Pull out every line in the material below that contains the string "field", treating uppercase and lowercase as different.

··· Stored data ···

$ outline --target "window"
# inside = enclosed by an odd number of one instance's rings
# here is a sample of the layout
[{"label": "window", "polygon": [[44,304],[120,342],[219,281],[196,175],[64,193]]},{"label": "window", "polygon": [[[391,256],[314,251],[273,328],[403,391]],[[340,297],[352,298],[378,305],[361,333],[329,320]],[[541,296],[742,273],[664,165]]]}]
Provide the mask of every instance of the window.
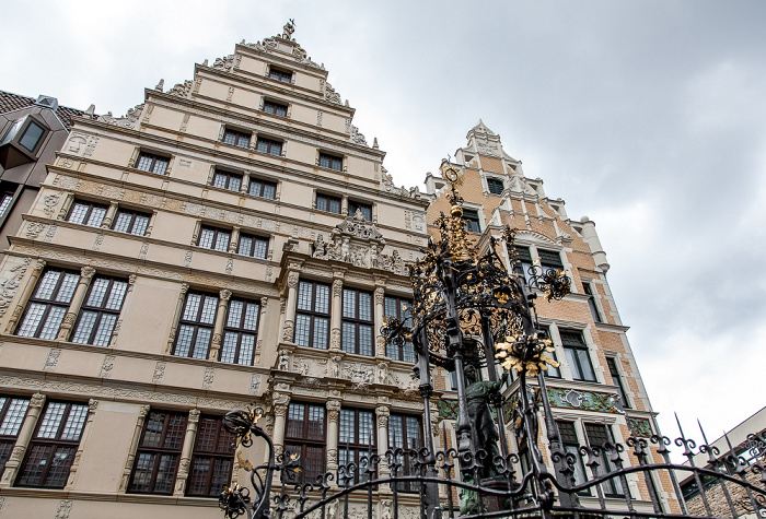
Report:
[{"label": "window", "polygon": [[465,220],[465,228],[474,233],[480,233],[481,227],[478,223],[478,211],[473,209],[463,210],[463,220]]},{"label": "window", "polygon": [[67,222],[72,222],[81,225],[90,225],[91,227],[101,227],[106,216],[108,207],[101,203],[74,201],[72,209],[69,210]]},{"label": "window", "polygon": [[48,402],[26,449],[16,485],[63,488],[86,417],[86,404]]},{"label": "window", "polygon": [[253,365],[259,315],[260,305],[258,303],[234,298],[229,302],[229,315],[223,327],[221,362]]},{"label": "window", "polygon": [[316,210],[340,214],[340,198],[332,194],[316,193]]},{"label": "window", "polygon": [[372,205],[369,203],[355,202],[353,200],[348,201],[348,214],[349,216],[355,216],[357,211],[362,213],[364,220],[368,222],[372,221]]},{"label": "window", "polygon": [[218,296],[199,292],[186,294],[173,355],[192,358],[208,357],[217,309]]},{"label": "window", "polygon": [[344,160],[328,153],[320,153],[320,167],[327,167],[336,172],[341,172],[344,168]]},{"label": "window", "polygon": [[601,315],[599,314],[599,308],[595,306],[595,297],[593,297],[593,291],[591,290],[590,283],[582,283],[582,290],[588,295],[588,306],[591,309],[591,315],[593,316],[594,322],[602,322]]},{"label": "window", "polygon": [[572,370],[572,378],[595,382],[595,374],[591,365],[591,357],[588,355],[588,345],[582,340],[582,333],[561,330],[560,334],[564,352],[567,354],[567,362]]},{"label": "window", "polygon": [[27,399],[0,397],[0,474],[5,470],[28,406]]},{"label": "window", "polygon": [[329,337],[329,285],[301,281],[298,285],[295,344],[327,350]]},{"label": "window", "polygon": [[4,192],[0,194],[0,216],[5,214],[5,211],[8,211],[8,208],[11,207],[11,202],[13,201],[13,193],[12,192]]},{"label": "window", "polygon": [[521,275],[524,281],[530,281],[530,269],[532,268],[532,255],[526,247],[513,247],[517,262],[513,264],[513,272]]},{"label": "window", "polygon": [[230,130],[227,128],[223,131],[223,143],[232,146],[249,148],[251,133],[244,131]]},{"label": "window", "polygon": [[[601,463],[597,468],[597,474],[593,474],[594,477],[605,474],[607,472],[614,471],[617,468],[610,459],[614,455],[614,449],[604,449],[604,444],[614,445],[614,438],[612,438],[612,432],[608,426],[604,424],[585,424],[585,434],[588,435],[588,443],[591,447],[601,447],[603,450],[601,452]],[[623,495],[623,485],[618,477],[612,477],[603,483],[604,495],[616,497]]]},{"label": "window", "polygon": [[170,158],[141,152],[138,155],[138,161],[136,161],[136,169],[164,175],[170,163]]},{"label": "window", "polygon": [[[367,481],[362,467],[362,458],[369,460],[370,455],[376,455],[374,412],[356,409],[341,409],[338,422],[338,464],[356,463],[357,471],[348,481],[347,486]],[[338,481],[338,484],[344,482]]]},{"label": "window", "polygon": [[292,83],[292,72],[275,69],[274,67],[269,69],[268,76],[282,83]]},{"label": "window", "polygon": [[555,271],[564,270],[561,255],[558,252],[537,249],[537,253],[539,255],[539,266],[543,268],[543,271],[547,271],[548,269],[553,269]]},{"label": "window", "polygon": [[300,455],[303,472],[299,477],[315,482],[325,471],[325,408],[290,402],[285,427],[285,450]]},{"label": "window", "polygon": [[56,339],[79,282],[77,272],[46,270],[30,297],[16,335]]},{"label": "window", "polygon": [[236,438],[223,428],[220,416],[202,416],[192,455],[186,495],[218,497],[231,483]]},{"label": "window", "polygon": [[134,462],[128,492],[172,494],[186,434],[186,415],[151,411]]},{"label": "window", "polygon": [[270,180],[262,180],[260,178],[251,178],[248,191],[254,197],[268,198],[274,200],[277,198],[277,182]]},{"label": "window", "polygon": [[264,102],[264,111],[279,117],[287,117],[287,105],[274,103],[271,101]]},{"label": "window", "polygon": [[[561,446],[566,452],[574,456],[574,484],[581,485],[585,483],[585,465],[580,457],[580,441],[577,438],[574,430],[574,422],[556,422],[558,433],[561,436]],[[580,495],[591,495],[590,491],[579,492]]]},{"label": "window", "polygon": [[[393,414],[388,416],[388,448],[402,448],[405,455],[398,458],[402,463],[398,475],[417,475],[414,460],[407,456],[408,449],[419,449],[422,447],[422,433],[420,427],[420,418],[417,416],[407,416],[404,414]],[[417,492],[418,484],[404,482],[399,483],[399,491]]]},{"label": "window", "polygon": [[197,245],[206,249],[227,252],[231,240],[231,231],[202,225]]},{"label": "window", "polygon": [[487,189],[489,189],[489,192],[492,194],[502,194],[504,186],[502,185],[502,180],[498,180],[497,178],[488,178]]},{"label": "window", "polygon": [[216,175],[212,177],[212,185],[217,188],[239,191],[242,188],[242,175],[216,169]]},{"label": "window", "polygon": [[263,137],[258,138],[255,149],[262,153],[280,156],[282,154],[282,143]]},{"label": "window", "polygon": [[[385,317],[395,317],[404,321],[408,327],[413,326],[413,302],[399,297],[385,296],[383,308]],[[402,346],[396,344],[385,345],[385,356],[394,361],[415,362],[415,349],[413,343],[407,341]]]},{"label": "window", "polygon": [[268,238],[241,234],[236,252],[244,256],[252,256],[253,258],[266,259],[266,255],[268,253]]},{"label": "window", "polygon": [[139,213],[138,211],[128,211],[118,209],[115,216],[115,223],[112,225],[113,231],[118,233],[135,234],[136,236],[146,236],[149,228],[149,221],[152,215],[148,213]]},{"label": "window", "polygon": [[606,365],[610,368],[610,375],[612,375],[612,384],[617,386],[619,389],[619,402],[617,408],[628,408],[630,409],[630,403],[625,396],[625,387],[623,386],[623,378],[619,376],[619,370],[617,369],[617,359],[615,357],[606,357]]},{"label": "window", "polygon": [[127,292],[126,281],[94,278],[82,304],[72,342],[108,346]]},{"label": "window", "polygon": [[372,294],[344,288],[341,347],[344,352],[374,355],[372,344]]}]

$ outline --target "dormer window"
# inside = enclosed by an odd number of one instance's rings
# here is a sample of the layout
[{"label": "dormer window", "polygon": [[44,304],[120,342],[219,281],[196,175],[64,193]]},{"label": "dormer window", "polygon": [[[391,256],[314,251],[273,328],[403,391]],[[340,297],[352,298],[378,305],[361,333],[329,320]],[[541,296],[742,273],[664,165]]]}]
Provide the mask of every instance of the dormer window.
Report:
[{"label": "dormer window", "polygon": [[282,83],[292,83],[292,72],[275,69],[274,67],[269,69],[268,76]]},{"label": "dormer window", "polygon": [[272,101],[264,102],[264,111],[279,117],[287,117],[287,105],[275,103]]}]

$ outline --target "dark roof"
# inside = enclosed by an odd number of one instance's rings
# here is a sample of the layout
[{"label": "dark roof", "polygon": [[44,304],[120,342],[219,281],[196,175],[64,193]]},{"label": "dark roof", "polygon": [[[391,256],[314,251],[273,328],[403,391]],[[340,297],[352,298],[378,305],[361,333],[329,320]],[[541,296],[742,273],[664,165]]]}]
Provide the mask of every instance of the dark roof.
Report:
[{"label": "dark roof", "polygon": [[[7,111],[19,110],[21,108],[27,108],[37,102],[35,97],[27,97],[25,95],[12,94],[10,92],[0,91],[0,114]],[[74,108],[67,108],[66,106],[59,106],[56,108],[56,115],[61,120],[67,130],[72,128],[72,117],[83,115],[83,110],[78,110]]]}]

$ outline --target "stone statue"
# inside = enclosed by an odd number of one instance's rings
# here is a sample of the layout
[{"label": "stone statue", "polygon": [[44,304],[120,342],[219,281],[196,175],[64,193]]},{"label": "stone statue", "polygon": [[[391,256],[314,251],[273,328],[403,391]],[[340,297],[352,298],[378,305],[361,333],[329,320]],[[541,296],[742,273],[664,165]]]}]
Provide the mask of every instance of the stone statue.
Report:
[{"label": "stone statue", "polygon": [[465,388],[465,398],[468,404],[471,436],[476,448],[484,449],[487,452],[487,457],[481,462],[483,467],[479,475],[481,479],[492,477],[498,475],[494,459],[496,456],[500,456],[500,450],[498,449],[500,434],[489,410],[489,402],[492,396],[497,394],[508,380],[508,371],[503,373],[502,378],[497,382],[479,380],[476,368],[471,365],[465,367],[464,373],[468,382],[468,386]]}]

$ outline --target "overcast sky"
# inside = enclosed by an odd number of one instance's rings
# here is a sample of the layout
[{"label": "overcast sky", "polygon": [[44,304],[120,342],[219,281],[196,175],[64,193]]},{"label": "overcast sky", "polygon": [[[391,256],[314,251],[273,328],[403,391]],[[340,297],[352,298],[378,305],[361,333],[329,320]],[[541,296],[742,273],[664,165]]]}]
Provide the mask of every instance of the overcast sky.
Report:
[{"label": "overcast sky", "polygon": [[397,185],[480,117],[596,222],[664,434],[766,404],[766,2],[13,2],[0,90],[123,115],[288,17]]}]

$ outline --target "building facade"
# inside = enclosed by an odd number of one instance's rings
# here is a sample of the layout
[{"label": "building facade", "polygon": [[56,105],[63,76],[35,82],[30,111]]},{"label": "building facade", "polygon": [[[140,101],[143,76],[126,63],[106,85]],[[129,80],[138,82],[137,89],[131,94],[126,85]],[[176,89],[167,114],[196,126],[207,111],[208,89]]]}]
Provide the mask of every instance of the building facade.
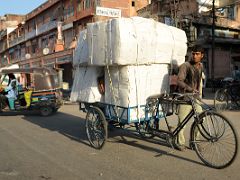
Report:
[{"label": "building facade", "polygon": [[73,49],[87,23],[135,16],[149,0],[48,0],[24,16],[24,21],[0,36],[0,67],[48,66],[63,70],[72,85]]},{"label": "building facade", "polygon": [[185,30],[187,59],[191,47],[202,44],[207,78],[216,79],[231,76],[233,67],[240,67],[240,5],[234,0],[216,0],[212,10],[213,0],[152,0],[138,15]]}]

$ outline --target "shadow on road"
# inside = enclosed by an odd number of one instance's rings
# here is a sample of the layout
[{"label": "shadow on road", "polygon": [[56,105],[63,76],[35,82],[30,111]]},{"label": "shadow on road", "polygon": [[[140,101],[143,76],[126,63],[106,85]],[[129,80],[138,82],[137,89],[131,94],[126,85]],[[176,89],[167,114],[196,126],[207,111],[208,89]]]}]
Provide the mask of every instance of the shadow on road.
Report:
[{"label": "shadow on road", "polygon": [[[41,117],[38,114],[33,113],[30,115],[25,114],[23,119],[31,123],[37,124],[42,128],[59,132],[60,134],[63,134],[64,136],[68,137],[71,140],[75,140],[84,145],[90,146],[87,140],[86,132],[85,132],[85,126],[84,126],[85,121],[84,119],[78,116],[74,116],[71,114],[63,113],[63,112],[58,112],[53,116]],[[146,141],[146,142],[153,143],[160,146],[159,148],[148,146],[141,143],[141,141]],[[149,151],[149,152],[155,152],[157,153],[155,157],[167,155],[167,156],[172,156],[185,161],[189,161],[191,163],[204,165],[198,161],[194,161],[192,159],[175,154],[176,150],[173,150],[171,146],[164,140],[161,140],[159,138],[143,139],[133,129],[127,130],[127,129],[121,129],[121,128],[111,128],[109,129],[109,139],[107,140],[107,142],[126,144],[139,149]],[[162,150],[161,148],[162,146],[168,147],[169,151]]]},{"label": "shadow on road", "polygon": [[85,133],[84,119],[78,116],[57,112],[49,117],[41,117],[38,114],[26,114],[23,119],[42,128],[59,132],[71,140],[90,146]]}]

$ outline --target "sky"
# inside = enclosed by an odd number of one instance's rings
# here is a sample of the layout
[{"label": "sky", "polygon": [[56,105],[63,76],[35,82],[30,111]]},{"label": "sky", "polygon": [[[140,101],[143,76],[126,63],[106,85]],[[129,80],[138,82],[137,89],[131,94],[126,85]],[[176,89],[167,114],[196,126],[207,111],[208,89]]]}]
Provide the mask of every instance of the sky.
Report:
[{"label": "sky", "polygon": [[0,0],[0,16],[5,14],[25,15],[47,0]]}]

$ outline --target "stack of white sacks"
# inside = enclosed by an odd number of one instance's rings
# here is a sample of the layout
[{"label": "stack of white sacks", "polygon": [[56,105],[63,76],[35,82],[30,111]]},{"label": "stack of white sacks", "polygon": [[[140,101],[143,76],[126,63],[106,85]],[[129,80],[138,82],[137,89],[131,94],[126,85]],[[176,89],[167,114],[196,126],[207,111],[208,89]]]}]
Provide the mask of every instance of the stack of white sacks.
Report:
[{"label": "stack of white sacks", "polygon": [[[169,91],[169,66],[185,61],[184,31],[141,17],[87,25],[75,49],[71,100],[102,102],[132,109],[142,118],[147,97]],[[97,78],[105,77],[105,94]],[[138,107],[138,108],[132,108]]]}]

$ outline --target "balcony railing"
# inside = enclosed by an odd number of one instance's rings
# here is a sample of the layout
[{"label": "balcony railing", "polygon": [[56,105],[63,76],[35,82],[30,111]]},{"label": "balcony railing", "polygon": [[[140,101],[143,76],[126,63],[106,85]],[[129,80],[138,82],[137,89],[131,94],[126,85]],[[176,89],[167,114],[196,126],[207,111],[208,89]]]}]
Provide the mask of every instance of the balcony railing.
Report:
[{"label": "balcony railing", "polygon": [[13,47],[21,42],[25,41],[25,36],[20,36],[12,41],[9,41],[9,47]]},{"label": "balcony railing", "polygon": [[36,36],[36,30],[33,30],[31,32],[25,33],[25,40],[31,39],[34,36]]},{"label": "balcony railing", "polygon": [[37,28],[37,35],[50,31],[57,27],[56,21],[50,21]]},{"label": "balcony railing", "polygon": [[[212,18],[209,16],[202,16],[201,18],[195,20],[195,23],[212,25]],[[216,24],[216,26],[240,30],[239,22],[231,20],[231,19],[227,19],[227,18],[217,17],[215,24]]]}]

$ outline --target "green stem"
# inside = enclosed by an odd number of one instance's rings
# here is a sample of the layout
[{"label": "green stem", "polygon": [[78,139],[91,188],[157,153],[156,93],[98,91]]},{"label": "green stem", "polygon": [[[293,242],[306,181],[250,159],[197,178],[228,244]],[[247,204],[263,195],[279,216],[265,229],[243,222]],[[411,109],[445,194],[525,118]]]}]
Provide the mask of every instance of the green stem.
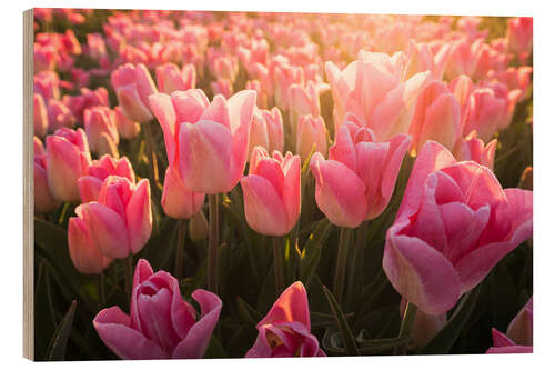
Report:
[{"label": "green stem", "polygon": [[149,158],[149,166],[150,166],[150,178],[153,182],[152,188],[158,191],[158,183],[159,183],[159,178],[158,178],[158,160],[157,160],[157,153],[154,149],[154,138],[152,137],[152,128],[150,127],[151,124],[154,124],[153,122],[147,122],[142,124],[143,131],[144,131],[144,142],[147,144],[147,154]]},{"label": "green stem", "polygon": [[275,272],[275,292],[278,297],[285,289],[285,281],[283,276],[283,244],[280,237],[272,238],[274,249],[274,272]]},{"label": "green stem", "polygon": [[131,301],[131,290],[133,289],[133,254],[129,253],[123,259],[123,278],[125,279],[125,294]]},{"label": "green stem", "polygon": [[213,293],[218,293],[219,204],[220,194],[209,194],[210,233],[208,250],[208,290]]},{"label": "green stem", "polygon": [[[401,321],[401,328],[398,329],[398,338],[407,337],[413,331],[414,319],[417,312],[416,306],[414,303],[407,302],[405,307],[405,312],[403,313],[403,321]],[[395,348],[394,354],[406,354],[406,344]]]},{"label": "green stem", "polygon": [[335,299],[340,303],[343,301],[343,286],[345,283],[350,234],[351,229],[341,228],[340,244],[337,249],[337,264],[335,266],[335,278],[333,280],[333,296],[335,296]]},{"label": "green stem", "polygon": [[178,224],[178,244],[175,246],[175,266],[173,268],[173,276],[175,279],[181,279],[181,270],[183,270],[183,258],[185,251],[185,233],[186,220],[179,220]]}]

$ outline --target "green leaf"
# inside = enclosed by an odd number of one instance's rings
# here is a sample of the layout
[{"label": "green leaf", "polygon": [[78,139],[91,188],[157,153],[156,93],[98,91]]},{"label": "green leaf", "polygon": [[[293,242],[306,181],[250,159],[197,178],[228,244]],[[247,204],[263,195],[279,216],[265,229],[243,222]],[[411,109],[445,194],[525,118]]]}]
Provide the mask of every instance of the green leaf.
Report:
[{"label": "green leaf", "polygon": [[445,354],[448,353],[461,331],[466,326],[471,318],[476,302],[480,297],[482,284],[467,292],[458,303],[457,309],[451,316],[445,328],[435,336],[430,343],[424,347],[420,353],[422,354]]},{"label": "green leaf", "polygon": [[73,300],[71,306],[63,317],[63,320],[56,329],[54,337],[50,341],[47,361],[63,361],[65,357],[65,348],[68,347],[68,340],[71,333],[71,326],[73,324],[73,318],[75,317],[77,301]]},{"label": "green leaf", "polygon": [[325,298],[327,298],[327,303],[330,304],[330,309],[332,310],[335,321],[337,322],[337,327],[340,328],[341,336],[343,337],[343,343],[345,344],[345,350],[347,356],[357,356],[359,350],[356,349],[356,342],[349,328],[349,323],[346,322],[343,312],[341,312],[340,304],[333,297],[332,292],[325,287],[322,286],[322,290],[324,291]]}]

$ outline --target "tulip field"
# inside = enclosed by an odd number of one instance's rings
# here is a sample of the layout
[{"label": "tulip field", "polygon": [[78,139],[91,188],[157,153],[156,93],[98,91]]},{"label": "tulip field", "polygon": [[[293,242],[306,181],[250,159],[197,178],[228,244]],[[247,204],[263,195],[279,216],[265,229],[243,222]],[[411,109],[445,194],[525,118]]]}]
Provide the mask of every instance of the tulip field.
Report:
[{"label": "tulip field", "polygon": [[33,17],[36,360],[533,351],[532,18]]}]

···

**Finished task:**
$ outline --target "tulip field"
[{"label": "tulip field", "polygon": [[78,139],[91,188],[157,153],[156,93],[98,91]]},{"label": "tulip field", "polygon": [[[293,242],[306,181],[250,159],[197,178],[228,244]],[[247,204],[263,195],[279,216],[265,229],[243,222]],[[411,109],[445,194],[525,118]]]}]
Provide the mask of every instance of the tulip field.
[{"label": "tulip field", "polygon": [[33,17],[36,360],[533,351],[532,18]]}]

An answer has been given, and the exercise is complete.